Which lines in the entries below contain the word "photograph"? Pull out every such line and copy it whole.
[Start of Dataset]
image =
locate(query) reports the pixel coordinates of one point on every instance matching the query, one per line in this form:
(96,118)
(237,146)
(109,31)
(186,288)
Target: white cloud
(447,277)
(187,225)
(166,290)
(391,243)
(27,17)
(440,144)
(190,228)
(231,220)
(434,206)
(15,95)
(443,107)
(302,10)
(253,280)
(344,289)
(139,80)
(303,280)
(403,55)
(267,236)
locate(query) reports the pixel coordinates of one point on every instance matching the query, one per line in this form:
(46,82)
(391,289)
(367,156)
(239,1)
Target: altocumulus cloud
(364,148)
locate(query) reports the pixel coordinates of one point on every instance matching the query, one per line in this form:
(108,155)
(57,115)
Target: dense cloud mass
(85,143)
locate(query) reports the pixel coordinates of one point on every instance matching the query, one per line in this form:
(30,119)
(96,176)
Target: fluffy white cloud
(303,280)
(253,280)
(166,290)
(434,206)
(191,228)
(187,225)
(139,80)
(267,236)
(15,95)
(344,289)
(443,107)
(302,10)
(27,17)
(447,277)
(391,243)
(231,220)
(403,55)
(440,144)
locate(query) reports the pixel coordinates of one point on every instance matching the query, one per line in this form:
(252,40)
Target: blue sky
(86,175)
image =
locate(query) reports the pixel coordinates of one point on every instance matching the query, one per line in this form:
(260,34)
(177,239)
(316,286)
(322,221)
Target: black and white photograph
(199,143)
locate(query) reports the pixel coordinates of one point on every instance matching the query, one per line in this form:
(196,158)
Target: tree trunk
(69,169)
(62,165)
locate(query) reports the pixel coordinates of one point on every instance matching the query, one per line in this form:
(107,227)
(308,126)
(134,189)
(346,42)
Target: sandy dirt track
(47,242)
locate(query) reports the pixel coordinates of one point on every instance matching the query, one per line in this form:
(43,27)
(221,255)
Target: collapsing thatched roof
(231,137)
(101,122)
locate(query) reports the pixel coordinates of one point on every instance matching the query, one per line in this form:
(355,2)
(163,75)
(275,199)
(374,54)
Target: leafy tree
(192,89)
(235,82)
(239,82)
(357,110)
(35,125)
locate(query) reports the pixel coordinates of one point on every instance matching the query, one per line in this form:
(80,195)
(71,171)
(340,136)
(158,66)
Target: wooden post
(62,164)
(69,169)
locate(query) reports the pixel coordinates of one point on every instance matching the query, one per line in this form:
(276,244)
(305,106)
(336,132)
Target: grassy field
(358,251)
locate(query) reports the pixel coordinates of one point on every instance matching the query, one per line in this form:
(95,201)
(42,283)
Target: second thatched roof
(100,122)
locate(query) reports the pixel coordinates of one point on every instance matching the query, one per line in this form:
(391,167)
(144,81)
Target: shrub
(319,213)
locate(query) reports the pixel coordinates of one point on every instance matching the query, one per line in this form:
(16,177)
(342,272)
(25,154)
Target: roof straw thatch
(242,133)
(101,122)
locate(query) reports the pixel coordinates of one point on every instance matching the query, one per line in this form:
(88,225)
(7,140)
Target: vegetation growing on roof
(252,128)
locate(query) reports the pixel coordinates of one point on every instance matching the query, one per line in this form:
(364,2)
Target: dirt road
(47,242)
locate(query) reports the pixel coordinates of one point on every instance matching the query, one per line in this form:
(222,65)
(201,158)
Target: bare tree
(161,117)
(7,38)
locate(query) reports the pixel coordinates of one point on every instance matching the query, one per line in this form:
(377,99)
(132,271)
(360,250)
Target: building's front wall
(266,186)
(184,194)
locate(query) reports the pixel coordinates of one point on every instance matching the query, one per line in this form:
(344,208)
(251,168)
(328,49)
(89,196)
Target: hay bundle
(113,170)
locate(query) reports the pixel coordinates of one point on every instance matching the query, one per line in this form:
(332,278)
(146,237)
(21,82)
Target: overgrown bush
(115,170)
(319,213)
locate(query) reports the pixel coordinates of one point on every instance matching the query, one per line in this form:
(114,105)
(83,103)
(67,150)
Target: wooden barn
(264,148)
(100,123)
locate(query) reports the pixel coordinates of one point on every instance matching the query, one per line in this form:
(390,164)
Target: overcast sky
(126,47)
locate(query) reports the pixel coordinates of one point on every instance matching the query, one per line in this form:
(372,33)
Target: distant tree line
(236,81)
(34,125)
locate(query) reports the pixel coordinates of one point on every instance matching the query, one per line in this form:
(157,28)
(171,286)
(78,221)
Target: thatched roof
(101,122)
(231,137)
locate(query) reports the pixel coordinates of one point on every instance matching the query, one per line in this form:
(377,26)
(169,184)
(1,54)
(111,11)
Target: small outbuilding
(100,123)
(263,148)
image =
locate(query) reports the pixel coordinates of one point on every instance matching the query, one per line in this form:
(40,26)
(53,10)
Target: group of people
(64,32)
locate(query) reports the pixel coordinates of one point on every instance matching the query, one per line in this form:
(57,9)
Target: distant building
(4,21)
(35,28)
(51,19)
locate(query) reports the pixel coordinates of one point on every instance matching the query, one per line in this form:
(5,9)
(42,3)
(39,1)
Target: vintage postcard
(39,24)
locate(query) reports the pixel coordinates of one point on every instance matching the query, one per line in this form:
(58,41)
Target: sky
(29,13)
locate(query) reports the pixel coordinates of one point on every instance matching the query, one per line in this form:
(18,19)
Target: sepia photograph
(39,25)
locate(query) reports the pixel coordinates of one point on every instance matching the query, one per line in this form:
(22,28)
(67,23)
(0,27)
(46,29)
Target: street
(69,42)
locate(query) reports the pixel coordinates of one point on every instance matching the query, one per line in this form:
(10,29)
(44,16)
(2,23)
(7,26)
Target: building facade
[End of Dataset]
[Exercise output]
Target: black and white photograph
Target: sepia photograph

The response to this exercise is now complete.